### INPUT RECORDS:

* * *

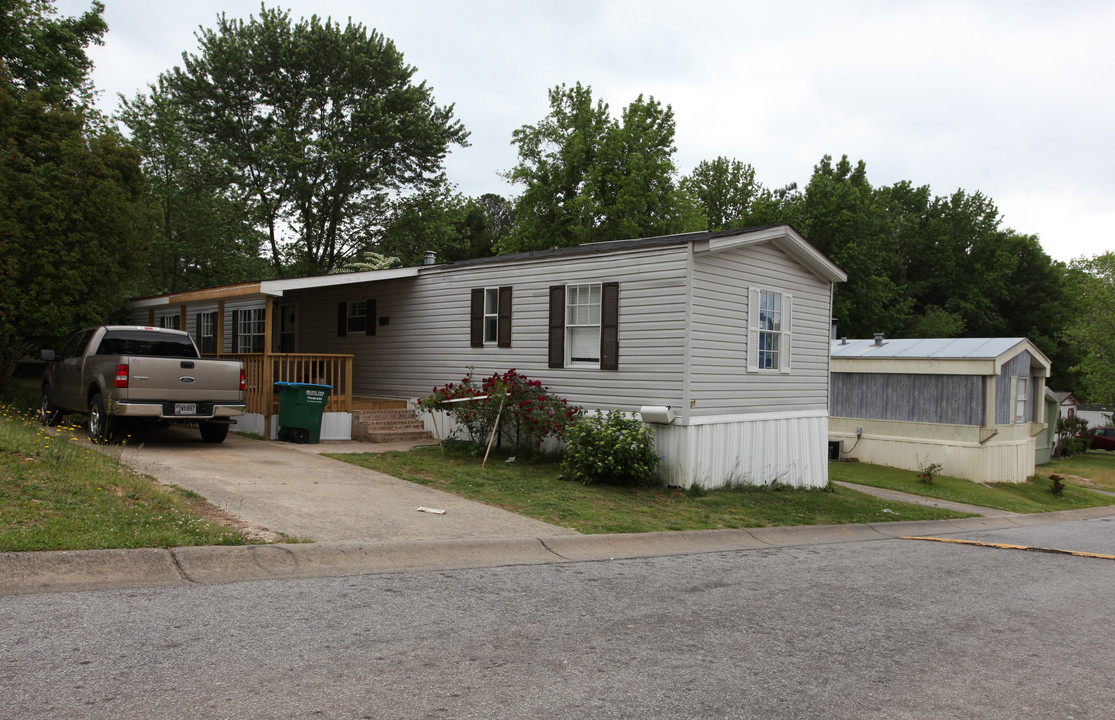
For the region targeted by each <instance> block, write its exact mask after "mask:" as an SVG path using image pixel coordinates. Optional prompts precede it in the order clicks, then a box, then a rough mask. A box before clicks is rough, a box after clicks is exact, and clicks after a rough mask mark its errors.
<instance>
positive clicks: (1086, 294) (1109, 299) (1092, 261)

* * *

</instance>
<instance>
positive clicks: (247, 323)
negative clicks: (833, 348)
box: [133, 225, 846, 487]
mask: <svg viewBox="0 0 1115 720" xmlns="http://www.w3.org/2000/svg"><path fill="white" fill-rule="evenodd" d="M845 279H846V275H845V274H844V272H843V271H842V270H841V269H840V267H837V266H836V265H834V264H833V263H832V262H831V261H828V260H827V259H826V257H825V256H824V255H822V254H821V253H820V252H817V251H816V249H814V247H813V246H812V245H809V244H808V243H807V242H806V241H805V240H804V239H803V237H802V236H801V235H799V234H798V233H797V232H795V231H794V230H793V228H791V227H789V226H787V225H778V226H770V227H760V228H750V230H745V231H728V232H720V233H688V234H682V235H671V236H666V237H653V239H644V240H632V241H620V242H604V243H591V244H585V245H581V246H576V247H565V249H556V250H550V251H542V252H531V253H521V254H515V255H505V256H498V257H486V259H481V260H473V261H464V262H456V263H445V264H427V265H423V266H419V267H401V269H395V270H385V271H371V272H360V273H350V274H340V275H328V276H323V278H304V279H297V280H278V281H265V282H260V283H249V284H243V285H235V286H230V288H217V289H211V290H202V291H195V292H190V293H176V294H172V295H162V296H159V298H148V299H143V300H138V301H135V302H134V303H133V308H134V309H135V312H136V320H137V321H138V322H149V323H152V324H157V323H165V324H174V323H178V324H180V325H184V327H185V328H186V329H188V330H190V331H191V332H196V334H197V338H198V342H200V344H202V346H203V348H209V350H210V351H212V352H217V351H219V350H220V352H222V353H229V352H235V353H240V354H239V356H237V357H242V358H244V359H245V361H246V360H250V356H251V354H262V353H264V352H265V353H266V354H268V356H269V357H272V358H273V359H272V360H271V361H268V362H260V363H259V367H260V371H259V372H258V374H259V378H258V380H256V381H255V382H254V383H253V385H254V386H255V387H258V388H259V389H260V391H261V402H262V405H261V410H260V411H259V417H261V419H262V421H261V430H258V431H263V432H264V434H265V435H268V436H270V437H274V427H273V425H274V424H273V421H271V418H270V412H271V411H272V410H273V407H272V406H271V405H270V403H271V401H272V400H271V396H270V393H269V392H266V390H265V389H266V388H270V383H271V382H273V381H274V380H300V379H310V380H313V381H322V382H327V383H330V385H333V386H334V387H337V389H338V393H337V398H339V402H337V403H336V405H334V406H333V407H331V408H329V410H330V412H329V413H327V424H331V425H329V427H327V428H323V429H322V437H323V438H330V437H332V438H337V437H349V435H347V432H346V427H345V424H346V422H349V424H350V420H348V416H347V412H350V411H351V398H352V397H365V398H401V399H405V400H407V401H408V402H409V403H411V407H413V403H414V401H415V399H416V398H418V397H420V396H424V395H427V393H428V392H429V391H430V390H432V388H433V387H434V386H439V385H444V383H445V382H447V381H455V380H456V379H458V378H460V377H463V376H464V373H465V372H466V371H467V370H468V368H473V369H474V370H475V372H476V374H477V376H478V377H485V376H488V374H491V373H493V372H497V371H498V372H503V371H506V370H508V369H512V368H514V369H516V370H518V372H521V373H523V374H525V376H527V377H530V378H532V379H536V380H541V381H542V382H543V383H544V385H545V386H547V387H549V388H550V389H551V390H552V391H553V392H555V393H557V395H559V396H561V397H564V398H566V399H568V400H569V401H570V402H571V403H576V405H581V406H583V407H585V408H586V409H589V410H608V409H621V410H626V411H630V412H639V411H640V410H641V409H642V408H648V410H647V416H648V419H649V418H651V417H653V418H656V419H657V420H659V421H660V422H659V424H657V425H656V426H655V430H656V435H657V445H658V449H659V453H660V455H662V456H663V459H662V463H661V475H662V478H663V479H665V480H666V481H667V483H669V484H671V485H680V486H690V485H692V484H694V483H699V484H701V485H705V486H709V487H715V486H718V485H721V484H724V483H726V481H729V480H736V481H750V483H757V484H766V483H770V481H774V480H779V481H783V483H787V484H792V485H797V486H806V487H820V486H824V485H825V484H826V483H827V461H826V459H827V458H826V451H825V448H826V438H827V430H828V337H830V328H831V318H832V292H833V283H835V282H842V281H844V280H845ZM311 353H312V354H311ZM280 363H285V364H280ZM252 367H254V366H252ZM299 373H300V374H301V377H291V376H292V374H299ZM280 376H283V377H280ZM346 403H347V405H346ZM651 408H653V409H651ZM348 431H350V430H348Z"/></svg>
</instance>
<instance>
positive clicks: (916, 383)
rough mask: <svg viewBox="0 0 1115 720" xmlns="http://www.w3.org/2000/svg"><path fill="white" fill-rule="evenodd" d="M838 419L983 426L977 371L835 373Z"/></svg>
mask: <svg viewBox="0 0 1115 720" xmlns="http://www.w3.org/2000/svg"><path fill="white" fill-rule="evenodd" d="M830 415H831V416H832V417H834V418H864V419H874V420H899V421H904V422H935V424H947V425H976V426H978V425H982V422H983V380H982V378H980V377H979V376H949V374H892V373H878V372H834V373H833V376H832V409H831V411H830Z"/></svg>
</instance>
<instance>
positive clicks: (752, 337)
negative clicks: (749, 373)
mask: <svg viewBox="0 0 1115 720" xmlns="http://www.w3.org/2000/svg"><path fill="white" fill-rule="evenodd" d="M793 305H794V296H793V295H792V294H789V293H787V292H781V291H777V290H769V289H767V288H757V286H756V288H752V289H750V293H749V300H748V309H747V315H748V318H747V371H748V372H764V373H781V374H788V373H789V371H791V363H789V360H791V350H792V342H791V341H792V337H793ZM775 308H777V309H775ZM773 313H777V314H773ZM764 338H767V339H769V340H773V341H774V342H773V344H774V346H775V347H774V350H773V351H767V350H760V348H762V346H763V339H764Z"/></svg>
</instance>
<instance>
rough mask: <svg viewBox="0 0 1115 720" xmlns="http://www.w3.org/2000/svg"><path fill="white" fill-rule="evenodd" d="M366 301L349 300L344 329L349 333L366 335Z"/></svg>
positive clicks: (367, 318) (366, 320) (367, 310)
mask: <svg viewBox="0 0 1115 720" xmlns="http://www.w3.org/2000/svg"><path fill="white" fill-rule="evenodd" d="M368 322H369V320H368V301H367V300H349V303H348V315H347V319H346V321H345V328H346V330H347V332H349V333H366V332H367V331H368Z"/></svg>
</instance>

* * *

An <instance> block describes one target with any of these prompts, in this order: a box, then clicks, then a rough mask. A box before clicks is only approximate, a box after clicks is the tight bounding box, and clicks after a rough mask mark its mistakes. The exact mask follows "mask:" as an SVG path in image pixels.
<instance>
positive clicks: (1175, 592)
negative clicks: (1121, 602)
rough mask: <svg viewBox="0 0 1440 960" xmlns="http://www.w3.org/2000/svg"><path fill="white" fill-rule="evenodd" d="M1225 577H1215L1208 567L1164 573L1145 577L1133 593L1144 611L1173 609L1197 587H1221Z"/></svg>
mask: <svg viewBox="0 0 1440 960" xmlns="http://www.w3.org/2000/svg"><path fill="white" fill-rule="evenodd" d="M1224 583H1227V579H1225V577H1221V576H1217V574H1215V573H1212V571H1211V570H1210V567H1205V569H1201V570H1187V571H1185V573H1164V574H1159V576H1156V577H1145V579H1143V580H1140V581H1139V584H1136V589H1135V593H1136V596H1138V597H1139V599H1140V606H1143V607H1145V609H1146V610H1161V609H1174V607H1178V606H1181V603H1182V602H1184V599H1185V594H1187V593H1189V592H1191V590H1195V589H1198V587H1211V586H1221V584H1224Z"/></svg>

* * *

### TO-DO ITEM:
Which lines of the material above contain the string "positive"? Pick out each of them and copy it in full.

### SOLUTION TO THIS EXERCISE:
positive clicks: (1086, 294) (1109, 299) (1092, 261)
positive clicks: (247, 323)
positive clicks: (916, 383)
positive clicks: (752, 337)
positive clicks: (367, 318) (366, 320) (367, 310)
positive clicks: (1175, 592)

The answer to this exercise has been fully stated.